Copy the rows from the start through the line containing "[179,399,676,815]", changing "utility pole" to "power pole" and leaving everything else unchanged. Leave the pictures out.

* Start Provided information *

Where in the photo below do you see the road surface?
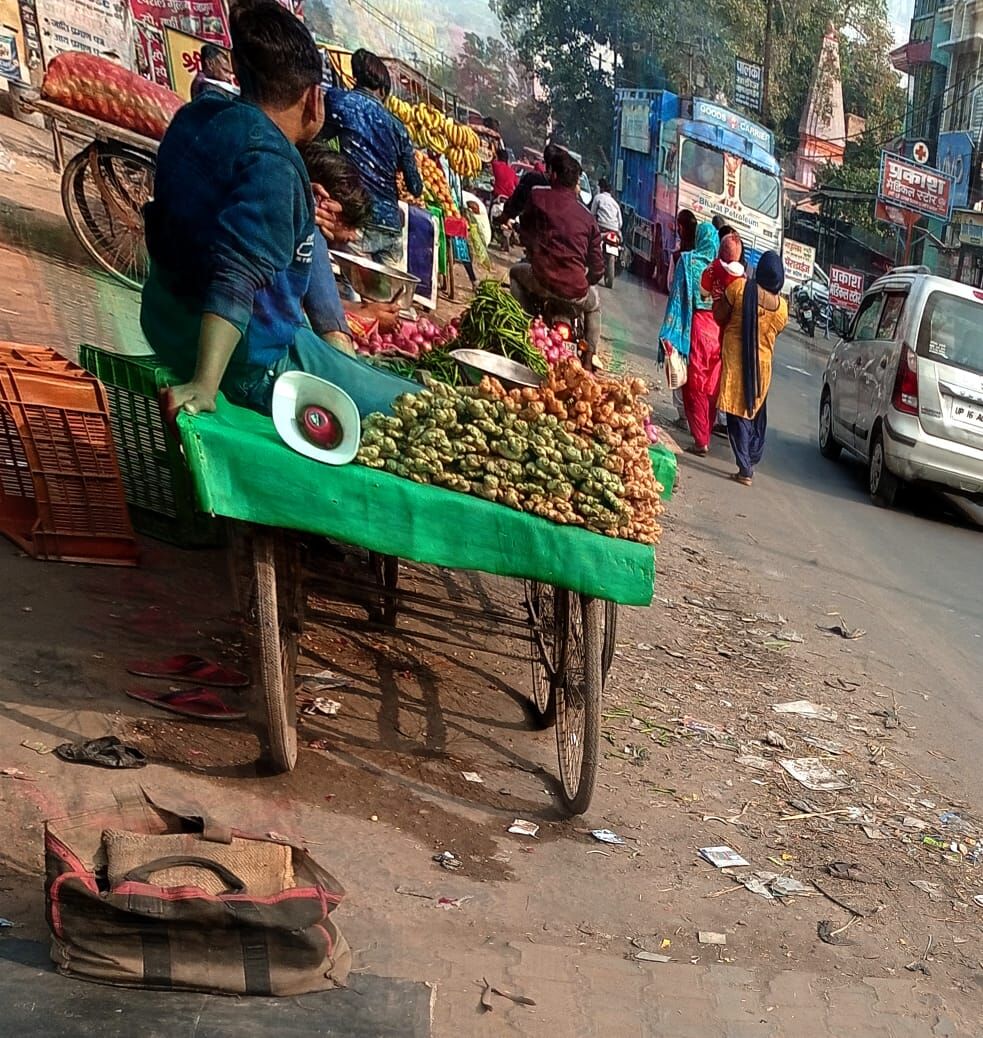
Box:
[603,277,983,790]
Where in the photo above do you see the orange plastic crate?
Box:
[0,354,137,566]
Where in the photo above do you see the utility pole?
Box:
[761,0,774,126]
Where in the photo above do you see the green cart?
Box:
[179,399,676,815]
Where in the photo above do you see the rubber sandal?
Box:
[127,653,249,688]
[55,735,146,768]
[124,686,246,720]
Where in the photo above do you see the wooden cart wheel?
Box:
[556,592,604,815]
[601,602,618,681]
[61,141,156,289]
[370,551,400,627]
[525,580,563,728]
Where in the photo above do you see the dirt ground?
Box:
[0,109,983,1038]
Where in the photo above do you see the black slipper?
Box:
[55,735,146,768]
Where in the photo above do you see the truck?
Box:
[612,89,784,292]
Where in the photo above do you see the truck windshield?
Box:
[740,162,779,216]
[679,137,723,194]
[918,292,983,375]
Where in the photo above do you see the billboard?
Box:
[37,0,133,69]
[693,98,774,155]
[877,152,952,223]
[782,238,816,284]
[829,266,864,311]
[734,57,764,112]
[621,100,652,155]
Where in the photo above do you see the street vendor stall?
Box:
[174,392,674,814]
[23,52,182,288]
[171,332,675,814]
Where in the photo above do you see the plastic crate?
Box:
[0,359,137,566]
[79,346,224,548]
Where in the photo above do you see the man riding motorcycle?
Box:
[509,152,604,363]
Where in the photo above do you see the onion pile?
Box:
[529,318,574,367]
[355,318,458,360]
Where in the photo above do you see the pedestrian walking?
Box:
[659,223,720,456]
[714,252,789,487]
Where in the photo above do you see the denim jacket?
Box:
[140,92,344,377]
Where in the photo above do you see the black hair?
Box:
[543,144,570,169]
[352,48,392,98]
[201,44,225,64]
[550,151,580,188]
[300,141,373,230]
[229,0,324,110]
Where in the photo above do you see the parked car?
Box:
[819,267,983,508]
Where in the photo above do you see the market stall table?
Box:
[179,398,675,814]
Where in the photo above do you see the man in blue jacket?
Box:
[140,0,418,418]
[322,50,424,266]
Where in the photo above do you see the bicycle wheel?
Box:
[61,141,156,289]
[252,529,303,772]
[525,580,562,728]
[601,602,618,681]
[556,592,604,815]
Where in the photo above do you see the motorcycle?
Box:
[488,195,518,252]
[601,230,622,289]
[540,298,599,372]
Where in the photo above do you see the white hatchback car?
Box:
[819,267,983,508]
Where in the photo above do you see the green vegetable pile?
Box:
[454,281,548,375]
[357,365,661,543]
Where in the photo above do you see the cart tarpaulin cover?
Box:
[178,395,675,605]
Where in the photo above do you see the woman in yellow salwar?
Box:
[713,252,789,487]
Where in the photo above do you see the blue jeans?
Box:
[727,404,768,477]
[222,328,424,418]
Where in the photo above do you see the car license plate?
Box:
[949,400,983,433]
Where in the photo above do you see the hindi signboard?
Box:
[734,57,764,112]
[164,25,227,101]
[621,100,652,155]
[877,152,953,223]
[829,266,864,311]
[782,238,816,284]
[37,0,133,69]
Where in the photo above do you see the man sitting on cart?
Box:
[140,0,419,419]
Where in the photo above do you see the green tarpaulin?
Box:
[179,397,676,605]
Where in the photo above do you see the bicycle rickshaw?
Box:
[179,398,675,814]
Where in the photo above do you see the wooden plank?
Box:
[24,99,160,155]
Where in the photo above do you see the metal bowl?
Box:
[331,249,419,308]
[450,350,543,389]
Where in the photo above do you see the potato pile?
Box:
[357,358,662,544]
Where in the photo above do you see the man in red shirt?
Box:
[509,152,604,356]
[492,147,519,198]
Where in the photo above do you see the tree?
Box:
[443,32,549,148]
[492,0,904,164]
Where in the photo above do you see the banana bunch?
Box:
[416,151,458,216]
[386,94,482,176]
[444,115,480,152]
[447,146,482,176]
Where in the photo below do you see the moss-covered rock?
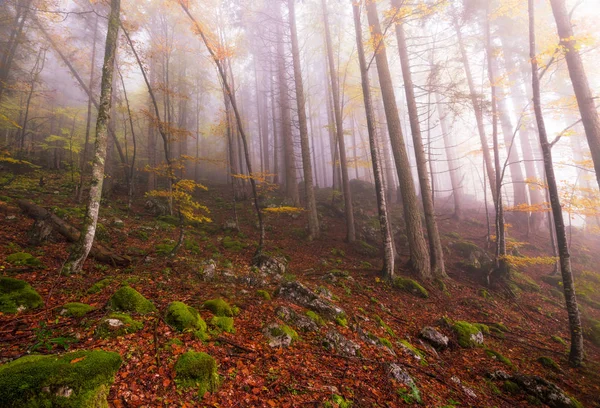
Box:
[210,316,235,333]
[95,313,144,339]
[6,252,42,267]
[202,298,236,317]
[0,350,121,408]
[87,277,113,295]
[108,286,156,314]
[175,351,220,396]
[165,302,206,332]
[0,277,44,314]
[452,320,490,348]
[394,276,429,299]
[60,302,95,317]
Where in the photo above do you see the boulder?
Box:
[419,326,448,350]
[277,282,346,320]
[0,350,121,408]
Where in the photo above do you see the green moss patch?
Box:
[256,290,271,300]
[108,286,156,314]
[95,313,144,339]
[485,349,514,368]
[452,320,490,348]
[6,252,42,267]
[394,277,429,299]
[87,277,113,295]
[210,316,235,333]
[0,350,121,408]
[60,302,95,317]
[165,302,206,332]
[202,298,236,317]
[175,351,220,396]
[0,277,44,314]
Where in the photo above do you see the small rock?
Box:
[420,326,448,349]
[323,329,360,356]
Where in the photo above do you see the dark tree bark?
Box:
[528,0,584,367]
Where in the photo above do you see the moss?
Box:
[108,286,156,314]
[256,290,271,300]
[202,298,234,317]
[502,380,521,395]
[175,351,220,397]
[0,350,121,408]
[485,349,514,368]
[222,235,246,251]
[94,313,144,339]
[306,310,325,326]
[394,277,429,299]
[335,315,348,327]
[270,324,300,342]
[210,316,235,333]
[165,302,206,332]
[536,356,560,371]
[87,277,113,295]
[452,321,489,348]
[6,252,42,267]
[60,302,95,317]
[0,277,44,314]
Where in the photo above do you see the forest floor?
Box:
[0,173,600,407]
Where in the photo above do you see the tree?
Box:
[63,0,121,273]
[391,0,446,278]
[288,0,320,240]
[321,0,356,242]
[527,0,583,367]
[550,0,600,193]
[351,0,394,280]
[367,1,431,279]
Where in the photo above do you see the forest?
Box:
[0,0,600,408]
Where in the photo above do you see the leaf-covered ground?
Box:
[0,175,600,407]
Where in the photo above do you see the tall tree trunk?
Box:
[367,2,431,279]
[352,1,395,280]
[453,16,497,204]
[321,0,356,242]
[528,0,583,367]
[288,0,320,240]
[550,0,600,191]
[63,0,121,273]
[392,11,447,278]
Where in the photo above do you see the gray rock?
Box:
[277,282,346,320]
[275,306,319,332]
[323,329,360,356]
[420,326,448,349]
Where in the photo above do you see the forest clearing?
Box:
[0,0,600,408]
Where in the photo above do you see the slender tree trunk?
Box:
[367,2,431,279]
[454,17,497,205]
[550,0,600,187]
[63,0,121,273]
[352,1,395,280]
[288,0,320,240]
[321,0,356,242]
[392,13,447,278]
[528,0,584,367]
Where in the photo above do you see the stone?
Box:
[420,326,448,350]
[277,282,346,320]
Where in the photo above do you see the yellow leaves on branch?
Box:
[501,255,558,269]
[263,206,304,214]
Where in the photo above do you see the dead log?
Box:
[17,200,131,266]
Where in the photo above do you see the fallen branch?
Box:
[17,199,131,266]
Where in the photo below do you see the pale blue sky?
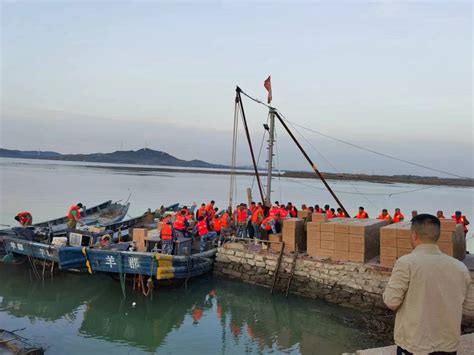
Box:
[1,1,473,176]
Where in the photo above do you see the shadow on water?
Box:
[0,264,384,354]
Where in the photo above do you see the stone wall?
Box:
[214,243,474,332]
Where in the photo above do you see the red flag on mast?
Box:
[263,75,272,105]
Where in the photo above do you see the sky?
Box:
[0,1,474,177]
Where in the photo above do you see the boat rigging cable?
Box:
[240,86,471,180]
[235,86,349,216]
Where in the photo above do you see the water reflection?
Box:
[0,265,382,354]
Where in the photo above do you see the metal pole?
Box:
[275,112,349,217]
[235,86,265,203]
[265,108,275,207]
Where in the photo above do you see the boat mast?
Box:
[265,108,275,207]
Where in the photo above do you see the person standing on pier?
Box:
[451,211,469,235]
[355,206,369,219]
[252,202,263,239]
[393,208,405,223]
[383,214,474,355]
[15,211,33,227]
[67,203,83,229]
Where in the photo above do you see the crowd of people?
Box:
[15,201,469,254]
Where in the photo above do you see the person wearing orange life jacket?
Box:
[15,211,33,227]
[280,205,289,218]
[160,215,174,255]
[377,208,392,221]
[173,210,189,238]
[235,203,249,238]
[324,205,334,219]
[67,203,83,229]
[355,206,369,219]
[314,205,324,213]
[197,217,217,253]
[393,208,405,223]
[451,211,469,235]
[196,203,208,220]
[260,215,277,234]
[252,202,263,239]
[286,202,298,218]
[337,207,348,218]
[436,211,446,219]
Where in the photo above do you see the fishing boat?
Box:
[3,203,179,270]
[0,329,44,355]
[0,200,130,262]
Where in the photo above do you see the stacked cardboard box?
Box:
[297,210,312,222]
[380,219,466,267]
[308,218,388,263]
[268,233,282,253]
[282,218,306,253]
[132,228,148,251]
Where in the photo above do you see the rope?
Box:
[287,178,439,197]
[237,86,472,180]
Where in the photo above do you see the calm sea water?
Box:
[0,159,474,354]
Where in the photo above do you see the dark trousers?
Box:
[397,346,458,355]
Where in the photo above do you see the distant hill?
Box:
[0,148,227,168]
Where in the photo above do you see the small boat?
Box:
[0,329,44,355]
[0,201,130,262]
[3,203,179,270]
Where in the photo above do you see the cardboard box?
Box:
[311,213,328,222]
[321,240,335,250]
[334,250,349,261]
[380,235,397,248]
[321,232,334,241]
[321,222,334,233]
[397,239,413,249]
[438,231,455,243]
[268,233,282,253]
[334,233,349,243]
[306,222,321,232]
[397,248,413,258]
[439,218,456,232]
[316,249,334,259]
[334,242,349,252]
[380,255,397,268]
[380,247,397,258]
[349,252,365,263]
[438,242,454,256]
[132,228,148,251]
[349,242,366,255]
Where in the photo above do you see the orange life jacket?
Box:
[393,213,405,223]
[173,214,186,231]
[161,218,173,240]
[451,215,467,232]
[268,207,280,218]
[197,208,207,218]
[221,212,229,228]
[213,218,222,232]
[198,218,209,237]
[252,207,263,223]
[356,211,369,219]
[290,206,298,217]
[67,205,81,219]
[17,211,33,225]
[261,216,273,231]
[237,208,248,222]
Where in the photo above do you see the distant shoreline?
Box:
[2,157,474,187]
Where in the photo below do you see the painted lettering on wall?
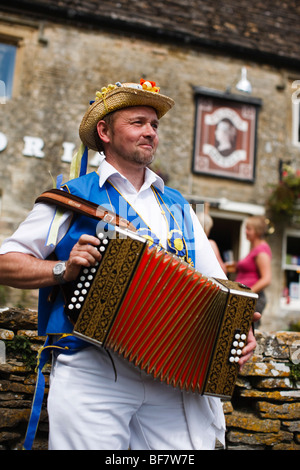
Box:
[0,132,101,167]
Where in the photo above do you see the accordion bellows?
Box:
[65,230,257,398]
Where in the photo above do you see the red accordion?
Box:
[65,228,257,398]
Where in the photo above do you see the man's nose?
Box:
[144,122,157,137]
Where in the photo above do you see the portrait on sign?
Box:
[193,94,257,182]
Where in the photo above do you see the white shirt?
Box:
[0,159,225,278]
[0,160,226,448]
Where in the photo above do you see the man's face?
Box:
[98,106,158,167]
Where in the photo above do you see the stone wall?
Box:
[0,308,300,450]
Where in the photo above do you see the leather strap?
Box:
[35,189,136,232]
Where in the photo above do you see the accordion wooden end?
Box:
[65,230,257,398]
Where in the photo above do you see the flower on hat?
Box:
[140,78,160,93]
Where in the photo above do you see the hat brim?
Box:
[79,86,175,151]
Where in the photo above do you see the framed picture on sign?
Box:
[193,88,261,183]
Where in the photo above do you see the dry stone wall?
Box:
[0,308,300,450]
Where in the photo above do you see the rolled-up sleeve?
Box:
[0,203,71,259]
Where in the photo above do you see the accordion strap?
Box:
[35,189,136,232]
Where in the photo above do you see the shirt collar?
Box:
[97,158,165,193]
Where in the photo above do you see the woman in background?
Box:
[235,216,272,320]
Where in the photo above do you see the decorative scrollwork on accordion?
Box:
[65,230,257,398]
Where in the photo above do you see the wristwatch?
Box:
[53,261,66,284]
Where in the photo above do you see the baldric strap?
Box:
[35,189,136,232]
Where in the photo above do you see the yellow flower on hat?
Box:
[140,78,160,93]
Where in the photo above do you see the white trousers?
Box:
[48,347,199,450]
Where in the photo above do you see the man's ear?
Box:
[97,121,110,143]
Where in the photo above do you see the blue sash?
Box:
[24,173,195,450]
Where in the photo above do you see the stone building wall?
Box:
[0,308,300,450]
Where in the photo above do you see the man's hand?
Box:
[239,312,261,370]
[64,235,101,282]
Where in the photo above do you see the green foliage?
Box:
[267,165,300,220]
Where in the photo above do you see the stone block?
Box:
[256,401,300,420]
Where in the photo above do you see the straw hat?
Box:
[79,79,174,151]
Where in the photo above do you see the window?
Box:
[0,42,17,103]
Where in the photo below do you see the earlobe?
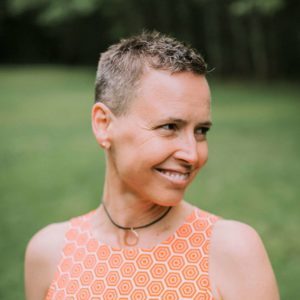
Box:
[92,102,112,149]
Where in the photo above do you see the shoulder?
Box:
[25,222,69,300]
[210,220,279,300]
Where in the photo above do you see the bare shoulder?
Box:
[210,220,279,300]
[25,222,68,300]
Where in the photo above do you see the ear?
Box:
[92,102,112,149]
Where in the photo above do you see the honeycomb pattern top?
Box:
[46,208,218,300]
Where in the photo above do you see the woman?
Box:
[25,33,279,300]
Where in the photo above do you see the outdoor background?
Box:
[0,0,300,300]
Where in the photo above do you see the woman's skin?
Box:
[25,69,279,300]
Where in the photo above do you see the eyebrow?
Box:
[160,118,212,127]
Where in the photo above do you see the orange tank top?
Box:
[46,209,218,300]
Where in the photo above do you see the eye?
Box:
[159,123,178,131]
[195,127,210,139]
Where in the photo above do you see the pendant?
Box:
[124,228,139,247]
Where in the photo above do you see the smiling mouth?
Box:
[156,168,190,183]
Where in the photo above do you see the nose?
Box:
[174,135,201,166]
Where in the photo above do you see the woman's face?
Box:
[108,70,211,206]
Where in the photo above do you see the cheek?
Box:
[199,142,208,167]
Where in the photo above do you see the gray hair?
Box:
[95,31,207,116]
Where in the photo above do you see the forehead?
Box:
[130,70,210,119]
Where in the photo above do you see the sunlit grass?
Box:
[0,67,300,300]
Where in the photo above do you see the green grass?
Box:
[0,66,300,300]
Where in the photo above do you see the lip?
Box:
[155,168,191,188]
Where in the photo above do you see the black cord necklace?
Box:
[102,202,172,246]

* End Provided information *

_Result_.
Where in the photo below do you see the road surface?
Box:
[603,277,983,790]
Where in the photo above do you see the orange plastic crate?
Box:
[0,354,137,566]
Where in the photo above do you see the power pole?
Box:
[761,0,774,126]
Where in the photo above do you see the green cart?
Box:
[179,399,676,815]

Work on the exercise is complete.